[Start of SUPPLIED INFORMATION]

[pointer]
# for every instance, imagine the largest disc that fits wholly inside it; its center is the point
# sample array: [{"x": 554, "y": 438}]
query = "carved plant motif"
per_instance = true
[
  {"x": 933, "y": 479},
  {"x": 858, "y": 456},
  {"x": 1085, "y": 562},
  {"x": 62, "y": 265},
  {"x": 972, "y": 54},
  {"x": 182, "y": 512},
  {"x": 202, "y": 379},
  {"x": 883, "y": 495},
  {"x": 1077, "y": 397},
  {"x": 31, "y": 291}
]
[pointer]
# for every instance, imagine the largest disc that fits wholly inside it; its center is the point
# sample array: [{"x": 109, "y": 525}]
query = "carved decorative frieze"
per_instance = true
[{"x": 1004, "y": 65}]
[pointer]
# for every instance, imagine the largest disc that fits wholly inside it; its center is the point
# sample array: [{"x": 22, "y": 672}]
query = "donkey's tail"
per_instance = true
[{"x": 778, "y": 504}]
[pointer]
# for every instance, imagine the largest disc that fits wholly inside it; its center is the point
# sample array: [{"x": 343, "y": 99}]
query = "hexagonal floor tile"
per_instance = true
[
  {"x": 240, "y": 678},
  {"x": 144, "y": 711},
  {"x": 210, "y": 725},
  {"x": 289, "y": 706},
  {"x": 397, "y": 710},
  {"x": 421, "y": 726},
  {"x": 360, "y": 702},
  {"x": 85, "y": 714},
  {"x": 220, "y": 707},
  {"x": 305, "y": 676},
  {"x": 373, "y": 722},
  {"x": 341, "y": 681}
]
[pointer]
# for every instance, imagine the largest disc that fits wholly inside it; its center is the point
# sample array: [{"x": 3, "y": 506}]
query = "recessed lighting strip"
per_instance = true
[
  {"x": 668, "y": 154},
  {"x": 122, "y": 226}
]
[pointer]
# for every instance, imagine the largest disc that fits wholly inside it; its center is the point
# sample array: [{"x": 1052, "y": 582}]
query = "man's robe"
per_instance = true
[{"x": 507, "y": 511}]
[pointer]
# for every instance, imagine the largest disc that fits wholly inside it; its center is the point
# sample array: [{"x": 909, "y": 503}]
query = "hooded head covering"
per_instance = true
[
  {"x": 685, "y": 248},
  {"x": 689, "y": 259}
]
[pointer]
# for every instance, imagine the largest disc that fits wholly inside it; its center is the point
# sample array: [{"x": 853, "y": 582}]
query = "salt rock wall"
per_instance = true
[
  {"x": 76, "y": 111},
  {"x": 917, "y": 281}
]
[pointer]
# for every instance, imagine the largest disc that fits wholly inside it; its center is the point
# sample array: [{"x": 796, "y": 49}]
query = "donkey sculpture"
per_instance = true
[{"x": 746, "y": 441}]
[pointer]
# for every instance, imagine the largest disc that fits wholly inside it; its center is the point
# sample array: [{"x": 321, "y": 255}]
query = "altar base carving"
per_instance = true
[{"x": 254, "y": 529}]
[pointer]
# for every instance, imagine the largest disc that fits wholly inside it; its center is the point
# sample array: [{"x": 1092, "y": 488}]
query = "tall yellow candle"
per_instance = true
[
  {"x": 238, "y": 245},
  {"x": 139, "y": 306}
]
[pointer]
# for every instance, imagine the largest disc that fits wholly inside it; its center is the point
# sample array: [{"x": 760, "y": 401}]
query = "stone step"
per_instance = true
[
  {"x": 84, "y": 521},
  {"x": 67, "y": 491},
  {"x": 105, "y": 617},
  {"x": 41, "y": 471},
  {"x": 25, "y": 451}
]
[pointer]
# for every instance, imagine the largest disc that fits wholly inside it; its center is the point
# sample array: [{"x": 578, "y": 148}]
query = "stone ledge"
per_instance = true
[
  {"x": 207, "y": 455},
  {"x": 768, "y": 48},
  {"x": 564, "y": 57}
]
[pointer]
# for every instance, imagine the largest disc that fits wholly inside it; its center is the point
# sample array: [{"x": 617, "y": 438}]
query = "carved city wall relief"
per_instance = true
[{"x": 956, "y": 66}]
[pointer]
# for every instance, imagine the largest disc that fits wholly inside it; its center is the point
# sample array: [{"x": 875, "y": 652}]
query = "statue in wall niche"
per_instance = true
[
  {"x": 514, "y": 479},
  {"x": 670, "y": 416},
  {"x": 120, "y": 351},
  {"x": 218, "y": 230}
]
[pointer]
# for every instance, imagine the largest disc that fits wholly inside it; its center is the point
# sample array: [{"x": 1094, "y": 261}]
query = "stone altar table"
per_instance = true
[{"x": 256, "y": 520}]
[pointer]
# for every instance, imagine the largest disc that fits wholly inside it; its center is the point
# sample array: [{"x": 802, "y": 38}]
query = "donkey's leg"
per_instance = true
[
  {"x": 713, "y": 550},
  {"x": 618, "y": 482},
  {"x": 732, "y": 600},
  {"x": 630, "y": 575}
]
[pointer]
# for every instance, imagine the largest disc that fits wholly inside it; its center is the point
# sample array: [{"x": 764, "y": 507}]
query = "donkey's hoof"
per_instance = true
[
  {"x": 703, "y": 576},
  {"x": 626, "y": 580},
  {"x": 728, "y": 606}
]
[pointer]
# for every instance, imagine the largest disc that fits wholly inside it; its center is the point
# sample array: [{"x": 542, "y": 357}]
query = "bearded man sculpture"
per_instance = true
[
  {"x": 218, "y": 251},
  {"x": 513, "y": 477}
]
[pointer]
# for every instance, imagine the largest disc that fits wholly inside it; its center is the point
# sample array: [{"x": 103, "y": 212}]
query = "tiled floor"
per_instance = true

[End of SUPPLIED INFORMATION]

AIM ::
Extract every line of the rows that contains the word "carved", copying each one in full.

FULL SOLUTION ::
query = "carved plant motif"
query = "carved decorative frieze"
query = "carved city wall relief"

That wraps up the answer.